Prompt 1:
Answer these questions from the aquarium thread, giving one line per answer:
(a) What size does djarmstrong give for the fish now?
(b) According to Tex Gal, which fish is the yoyo loach not aggressive toward?
(c) Which fish share cs_gardener's tank with the yoyo loaches?
Prompt 2:
Summarize the aquarium thread in two sentences.

That's very true with them as younger fish, but as they grow I hear story after story about them being a menace in the tank. Just thought I'd post that as a heads up.


----------



## djarmstrong (Feb 12, 2008)

JanS said:


> That's very true with them as younger fish, but as they grow I hear story after story about them being a menace in the tank. Just thought I'd post that as a heads up.


OK thanks for the tip , but when you say grow up , how big is that ? , because mine is 4.5inch now .


----------



## Tex Gal (Nov 1, 2007)

Yoyo loaches can get mean. They can run the whole tank. I have one. Along with him I have 2 clown loaches, 1 botia, and a ruby tailed shark. The yoyo is agressive to everyone but the botia. He messes up my small fine rooted plants. I've been trying to catch him for months. Think hard about a yoyo. I'm sure there may be some nice ones out there but there are many mean ones.


----------



## djarmstrong (Feb 12, 2008)

Probily a long shot because of the RTBS but ill ask any way , What about putting in a couple of Discus in , Would that be ok or not .


----------



## ranchwest (Jul 17, 2005)

Just keep in mind that discus are advanced, difficult fish. I've never tried mixing discus with your types of fish, so maybe someone can address that issue.


----------



## cs_gardener (Apr 28, 2006)

I second the warning about yoyo loaches. I love mine but that's because they are in a group in a tank with other fast-moving, relatively rambunctious fish (giant danio and cherry barbs). The cherry barbs are too fast to be caught and the giant danio are bruisers. No way I'd put the loaches in with my gouramis, sounds like a recipe for harassment. 

My opaline and blue gouramis are doing well with serpae tetra, angelfish and cories. I don't have any experience with the RTBS so I don't know what would get along with one of them. If you do go for a school of smaller fish make sure you don't get a fin-nipper. The long pectoral fins of a gourami can be tempting to some of the small fast fish.


----------



## ranchwest (Jul 17, 2005)

My experience is that RTBS's are not easily predicted. Many fish they just ignore. The ones they don't like, though, they can really pursue. I wouldn't categorize them as really aggressive or really dangerous, but they do warrant caution.


----------



## djarmstrong (Feb 12, 2008)

Thanks for everyones help ,

But has anyone got any fish ideas that will be fine wih my current fish , ? Pay day is coming ( about week n half ) and really want to get some new fish but don't want to rush out and buy the wrong fish .

Rows:
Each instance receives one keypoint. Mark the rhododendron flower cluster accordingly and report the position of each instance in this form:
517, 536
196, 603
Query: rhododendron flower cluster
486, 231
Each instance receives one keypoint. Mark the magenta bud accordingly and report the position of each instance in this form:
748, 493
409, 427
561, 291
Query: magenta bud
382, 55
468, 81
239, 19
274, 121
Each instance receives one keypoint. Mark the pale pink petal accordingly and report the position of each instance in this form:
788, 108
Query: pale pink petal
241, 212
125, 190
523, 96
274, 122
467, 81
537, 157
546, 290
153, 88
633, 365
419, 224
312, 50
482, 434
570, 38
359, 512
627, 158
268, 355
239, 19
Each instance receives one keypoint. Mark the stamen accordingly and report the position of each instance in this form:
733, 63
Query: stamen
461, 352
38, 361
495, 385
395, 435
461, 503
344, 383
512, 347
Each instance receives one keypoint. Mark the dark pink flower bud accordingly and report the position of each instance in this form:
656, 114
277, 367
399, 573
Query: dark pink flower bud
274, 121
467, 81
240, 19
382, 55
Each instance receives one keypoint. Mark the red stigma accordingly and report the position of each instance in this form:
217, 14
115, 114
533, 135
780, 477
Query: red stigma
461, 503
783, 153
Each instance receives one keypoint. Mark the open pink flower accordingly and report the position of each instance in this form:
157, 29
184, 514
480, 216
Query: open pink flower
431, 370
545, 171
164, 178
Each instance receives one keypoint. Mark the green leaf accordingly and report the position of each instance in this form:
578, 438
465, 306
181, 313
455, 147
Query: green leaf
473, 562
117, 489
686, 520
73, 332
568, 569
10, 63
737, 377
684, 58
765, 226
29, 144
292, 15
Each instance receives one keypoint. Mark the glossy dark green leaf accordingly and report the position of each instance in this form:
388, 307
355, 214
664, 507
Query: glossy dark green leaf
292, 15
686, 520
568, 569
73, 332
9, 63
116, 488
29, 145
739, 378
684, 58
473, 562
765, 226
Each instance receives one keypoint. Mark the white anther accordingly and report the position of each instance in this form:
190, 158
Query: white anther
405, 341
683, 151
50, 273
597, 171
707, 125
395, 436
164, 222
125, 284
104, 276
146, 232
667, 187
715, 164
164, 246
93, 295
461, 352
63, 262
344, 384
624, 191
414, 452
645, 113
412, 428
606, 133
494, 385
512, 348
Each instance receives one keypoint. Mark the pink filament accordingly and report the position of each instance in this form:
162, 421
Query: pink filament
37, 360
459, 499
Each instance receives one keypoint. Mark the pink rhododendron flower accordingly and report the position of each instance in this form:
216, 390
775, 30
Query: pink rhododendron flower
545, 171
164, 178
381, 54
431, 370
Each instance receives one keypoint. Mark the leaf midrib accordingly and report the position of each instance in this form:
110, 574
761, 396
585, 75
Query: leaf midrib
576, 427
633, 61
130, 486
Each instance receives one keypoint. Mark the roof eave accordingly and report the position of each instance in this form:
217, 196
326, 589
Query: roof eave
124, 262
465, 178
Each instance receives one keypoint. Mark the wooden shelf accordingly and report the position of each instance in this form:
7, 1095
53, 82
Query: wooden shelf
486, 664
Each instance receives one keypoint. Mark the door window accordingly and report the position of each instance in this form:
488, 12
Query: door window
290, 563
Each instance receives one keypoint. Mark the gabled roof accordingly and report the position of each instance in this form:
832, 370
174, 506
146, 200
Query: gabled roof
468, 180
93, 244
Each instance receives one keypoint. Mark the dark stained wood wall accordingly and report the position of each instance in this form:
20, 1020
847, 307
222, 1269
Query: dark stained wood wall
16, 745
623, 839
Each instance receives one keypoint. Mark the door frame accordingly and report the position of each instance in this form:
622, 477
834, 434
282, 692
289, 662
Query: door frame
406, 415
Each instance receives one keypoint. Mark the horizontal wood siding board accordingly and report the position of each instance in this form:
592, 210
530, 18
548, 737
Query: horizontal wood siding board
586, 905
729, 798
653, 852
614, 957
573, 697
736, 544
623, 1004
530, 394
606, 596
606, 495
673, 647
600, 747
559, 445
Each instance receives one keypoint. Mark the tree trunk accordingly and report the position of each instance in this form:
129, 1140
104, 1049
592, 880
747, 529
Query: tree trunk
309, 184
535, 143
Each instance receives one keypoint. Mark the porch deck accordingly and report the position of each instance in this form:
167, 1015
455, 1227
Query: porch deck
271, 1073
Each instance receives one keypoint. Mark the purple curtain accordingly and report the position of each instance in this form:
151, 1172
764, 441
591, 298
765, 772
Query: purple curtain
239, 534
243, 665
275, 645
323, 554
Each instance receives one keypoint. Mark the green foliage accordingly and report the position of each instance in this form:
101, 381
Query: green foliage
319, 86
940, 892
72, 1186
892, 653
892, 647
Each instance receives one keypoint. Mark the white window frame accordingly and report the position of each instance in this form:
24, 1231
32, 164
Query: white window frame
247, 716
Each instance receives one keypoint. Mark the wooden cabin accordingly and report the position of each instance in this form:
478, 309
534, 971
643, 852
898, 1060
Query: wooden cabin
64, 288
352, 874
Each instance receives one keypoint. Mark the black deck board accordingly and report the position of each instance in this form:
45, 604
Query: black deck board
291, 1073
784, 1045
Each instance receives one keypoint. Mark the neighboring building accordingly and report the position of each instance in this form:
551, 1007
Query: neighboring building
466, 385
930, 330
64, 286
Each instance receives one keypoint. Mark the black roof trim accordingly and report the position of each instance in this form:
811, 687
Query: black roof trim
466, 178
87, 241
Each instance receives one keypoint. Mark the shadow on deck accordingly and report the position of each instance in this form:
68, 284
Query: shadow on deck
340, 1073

Written solution 1:
(a) 4.5 inches
(b) The botia
(c) Giant danio and cherry barbs

Written solution 2:
Several posters warn that yoyo loaches can become mean as they grow: one describes a yoyo that is aggressive to almost every tankmate, and another keeps them only with fast-moving, rambunctious fish and would not put them with gouramis. Others caution that discus are advanced, difficult fish and that RTBS behavior is hard to predict, while djarmstrong asks for fish ideas that will be fine with the current fish.